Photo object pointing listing
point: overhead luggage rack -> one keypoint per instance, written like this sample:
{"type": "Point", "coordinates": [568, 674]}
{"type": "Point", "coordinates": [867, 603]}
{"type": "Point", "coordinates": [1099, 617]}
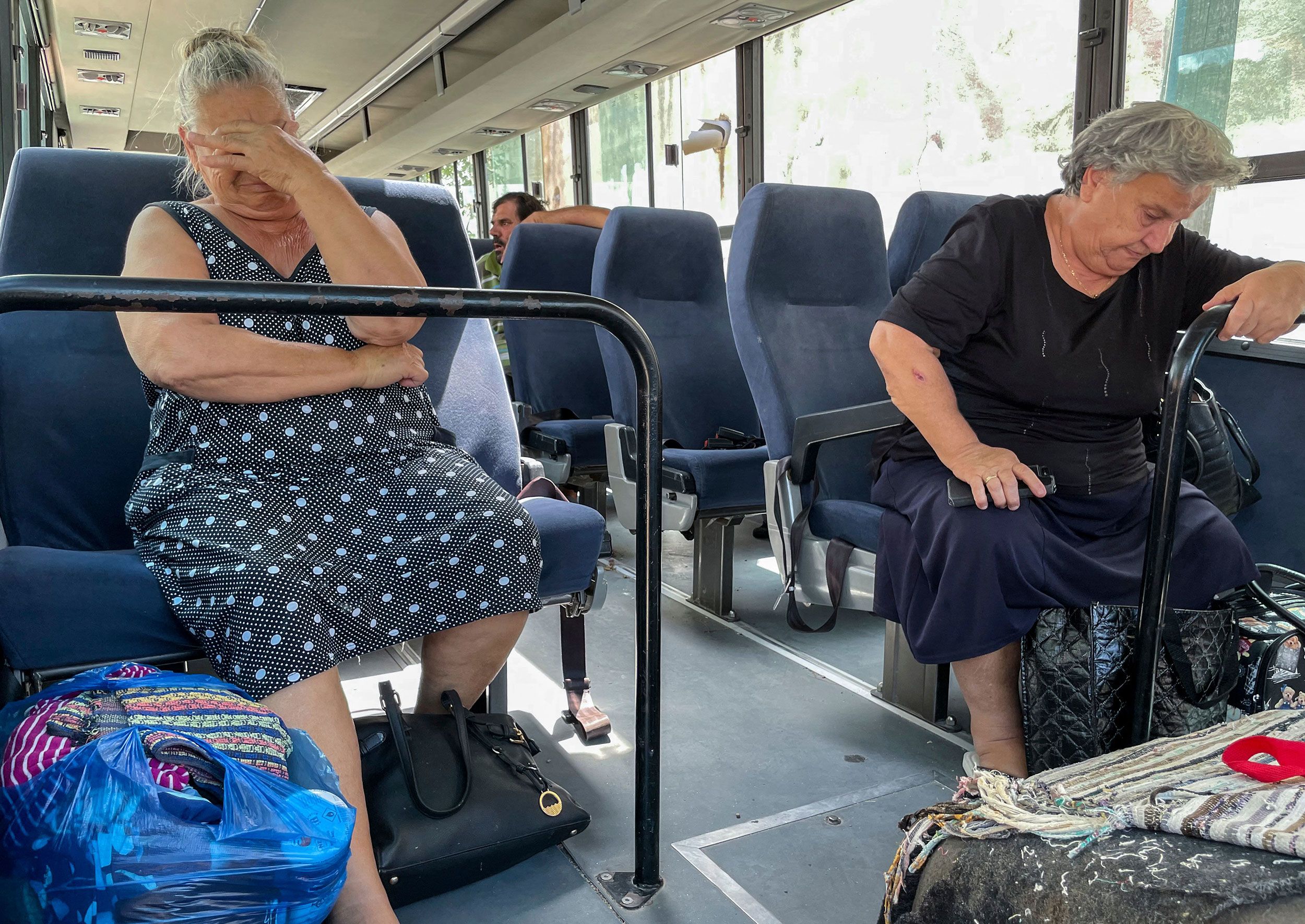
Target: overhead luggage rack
{"type": "Point", "coordinates": [114, 294]}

#### [What this task involves]
Rewrite the listing with "overhead luggage rack" switched to "overhead storage rack" everywhere, changing nothing else, and omit the pictures from your answer.

#### [Result of the exercise]
point: overhead storage rack -> one keypoint per instance, written like this sample:
{"type": "Point", "coordinates": [568, 674]}
{"type": "Point", "coordinates": [867, 603]}
{"type": "Point", "coordinates": [1099, 617]}
Target: overhead storage rack
{"type": "Point", "coordinates": [114, 294]}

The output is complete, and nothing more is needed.